**Recorded information**
═══

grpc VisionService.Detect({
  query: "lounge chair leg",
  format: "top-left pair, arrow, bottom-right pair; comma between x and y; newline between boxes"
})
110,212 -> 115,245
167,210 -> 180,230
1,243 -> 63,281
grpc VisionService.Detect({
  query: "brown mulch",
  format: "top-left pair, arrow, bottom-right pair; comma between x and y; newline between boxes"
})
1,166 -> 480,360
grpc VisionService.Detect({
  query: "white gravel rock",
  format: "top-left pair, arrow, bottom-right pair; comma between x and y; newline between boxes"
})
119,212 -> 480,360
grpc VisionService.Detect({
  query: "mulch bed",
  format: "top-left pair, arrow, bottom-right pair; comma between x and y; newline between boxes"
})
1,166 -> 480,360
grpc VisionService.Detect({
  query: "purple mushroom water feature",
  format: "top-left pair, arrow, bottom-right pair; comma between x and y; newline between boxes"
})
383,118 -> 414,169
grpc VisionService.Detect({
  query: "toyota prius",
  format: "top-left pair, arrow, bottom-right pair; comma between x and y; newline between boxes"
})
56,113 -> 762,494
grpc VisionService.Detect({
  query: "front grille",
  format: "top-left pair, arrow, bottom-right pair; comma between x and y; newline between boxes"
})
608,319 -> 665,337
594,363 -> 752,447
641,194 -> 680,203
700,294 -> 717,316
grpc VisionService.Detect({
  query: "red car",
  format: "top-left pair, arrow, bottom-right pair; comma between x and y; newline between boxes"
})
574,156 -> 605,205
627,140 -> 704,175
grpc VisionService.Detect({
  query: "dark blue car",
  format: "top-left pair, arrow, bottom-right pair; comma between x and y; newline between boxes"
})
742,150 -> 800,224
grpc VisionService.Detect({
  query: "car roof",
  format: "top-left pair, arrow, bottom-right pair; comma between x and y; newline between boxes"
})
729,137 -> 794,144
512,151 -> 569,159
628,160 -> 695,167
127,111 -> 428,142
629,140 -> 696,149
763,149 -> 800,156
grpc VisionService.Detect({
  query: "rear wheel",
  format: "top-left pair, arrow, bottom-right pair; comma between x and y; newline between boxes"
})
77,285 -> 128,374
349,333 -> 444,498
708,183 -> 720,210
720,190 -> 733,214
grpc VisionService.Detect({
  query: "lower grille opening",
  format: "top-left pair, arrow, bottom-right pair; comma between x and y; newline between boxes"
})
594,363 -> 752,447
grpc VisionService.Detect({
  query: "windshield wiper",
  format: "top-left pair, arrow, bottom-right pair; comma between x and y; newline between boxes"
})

═══

**What you have to do**
Having gone through the data above, repeat it exactly.

**Worked solution**
grpc VisionService.Detect({
  query: "lounge chair leg",
  format: "top-left pair, arrow, bottom-right pair; comma between x and y; newline between boxes"
})
110,212 -> 115,245
167,210 -> 180,230
1,243 -> 63,281
grpc VisionService.Detect({
  query: "brown mulch",
  format: "top-left pair, arrow, bottom-right pair; comma between x and y; newline between boxes"
})
1,166 -> 480,360
grpc VisionService.Detect({
  query: "white gravel rock",
  format: "top-left pair, arrow, bottom-right pair; comma between x and y; newline between boxes"
})
119,212 -> 480,360
grpc VisionService.Detect({
  query: "mulch bed",
  format: "top-left pair, arrow, bottom-right pair; comma between x and y; newline between boxes"
})
1,166 -> 480,360
grpc VisionService.Detect({
  query: "purple mushroom water feature",
  format: "top-left pair, arrow, bottom-right pair; comma between x and y; newline between boxes"
})
383,118 -> 414,169
grpc VisionService.Detect({
  query: "toyota prius",
  format: "top-left pair, arrow, bottom-right pair; comma between x and y; newline between boxes"
})
56,113 -> 762,494
grpc VisionService.Detect({
  query: "front grille",
  format: "top-left pair, arrow, bottom-right pair; comma between x and y; newline between boxes"
})
608,319 -> 665,337
594,363 -> 752,447
641,194 -> 680,203
700,294 -> 717,316
grpc VisionService.Detect({
  query: "red car",
  format: "top-left pair, arrow, bottom-right pair; comma between x and y; newline between boxes"
})
574,156 -> 605,205
627,140 -> 704,175
grpc VisionService.Detect({
  query: "dark blue car",
  format: "top-left pair, arrow, bottom-right pair; comma between x and y; newline between boxes"
})
742,150 -> 800,224
grpc VisionService.Detect({
  query: "car roof",
  format: "top-left pair, arrow, bottom-right pair; comma between x and y; newline between boxes"
})
729,137 -> 794,144
512,151 -> 569,159
628,160 -> 695,167
127,111 -> 428,142
629,140 -> 696,149
763,149 -> 800,156
grpc VisionService.Detect({
  query: "rear wheel",
  format: "top-left pair, arrow, bottom-right pair; comma between x and y; newline between boxes"
})
77,285 -> 128,374
349,333 -> 444,498
708,183 -> 720,210
720,190 -> 733,214
grpc VisionService.Detect({
  query: "lower grille opening",
  format: "top-left pair, arrow, bottom-right pair; comma between x and y; newline between boxes"
})
594,363 -> 752,447
grpc VisionService.Detect({
  query: "windshield wiper",
  format: "top-left pair, arrow, bottom-right pair; comma between x and y; newline between boxes"
})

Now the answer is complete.